— start Passage to read —

There seems to be a German version, which is not linked: https://de.wikipedia.org/wiki/Normalisierung_(Unicode) Skillabstinenz (talk) 20:22, 23 June 2020 (UTC)[reply]

Naming

[edit]
Why do we have this article named as «Unicode equivalence» instead of «Unicode normalization forms»? It's confusing.

AXONOV (talk) 10:43, 21 January 2022 (UTC)[reply]

A with ring above example

[edit]

The text has:

For example, the distinct Unicode strings "U+212B" (the angstrom sign "Å") and "U+00C5" (the Swedish letter "Å")

But the two "A with ring above" characters appear to be the same Unicode character. This defeats the effectiveness of the example, for those who care to inspect the characters carefully (eg by copy-and-paste into some Unicode inspector tool). I would have to look into the article history in detail to see when these two characters were made the same. Cmcqueen1975 (talk) 06:53, 29 October 2024 (UTC)[reply]

I didn't write the original text but have rewritten the section to clarify. Does that respond to your concern?
I think the intention was to convey that it doesn't matter which of the two codepoints you use, since they are canonically equivalent. (Which is a face-saving way of admitting that someone boobed way back. A codepoint for angstrom sign should never have been created but what's done is done.) 𝕁𝕄𝔽 (talk) 08:01, 29 October 2024 (UTC)[reply]

— end Passage to read —

• _Request_: Copy out the part of the discussion that begins at the words "AXONOV (talk) 10:43, 21" and stops after "to your concern?". The entries are not needed for anything here.

— start Dataset entries —

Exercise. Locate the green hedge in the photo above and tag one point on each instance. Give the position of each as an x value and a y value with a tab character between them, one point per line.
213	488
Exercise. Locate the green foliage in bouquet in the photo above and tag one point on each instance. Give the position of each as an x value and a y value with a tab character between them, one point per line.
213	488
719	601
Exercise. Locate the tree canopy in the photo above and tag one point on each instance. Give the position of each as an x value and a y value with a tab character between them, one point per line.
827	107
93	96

— end Dataset entries —

• _Reply to the task_:
AXONOV (talk) 10:43, 21 January 2022 (UTC)[reply]

A with ring above example

[edit]

The text has:

For example, the distinct Unicode strings "U+212B" (the angstrom sign "Å") and "U+00C5" (the Swedish letter "Å")

But the two "A with ring above" characters appear to be the same Unicode character. This defeats the effectiveness of the example, for those who care to inspect the characters carefully (eg by copy-and-paste into some Unicode inspector tool). I would have to look into the article history in detail to see when these two characters were made the same. Cmcqueen1975 (talk) 06:53, 29 October 2024 (UTC)[reply]

I didn't write the original text but have rewritten the section to clarify. Does that respond to your concern?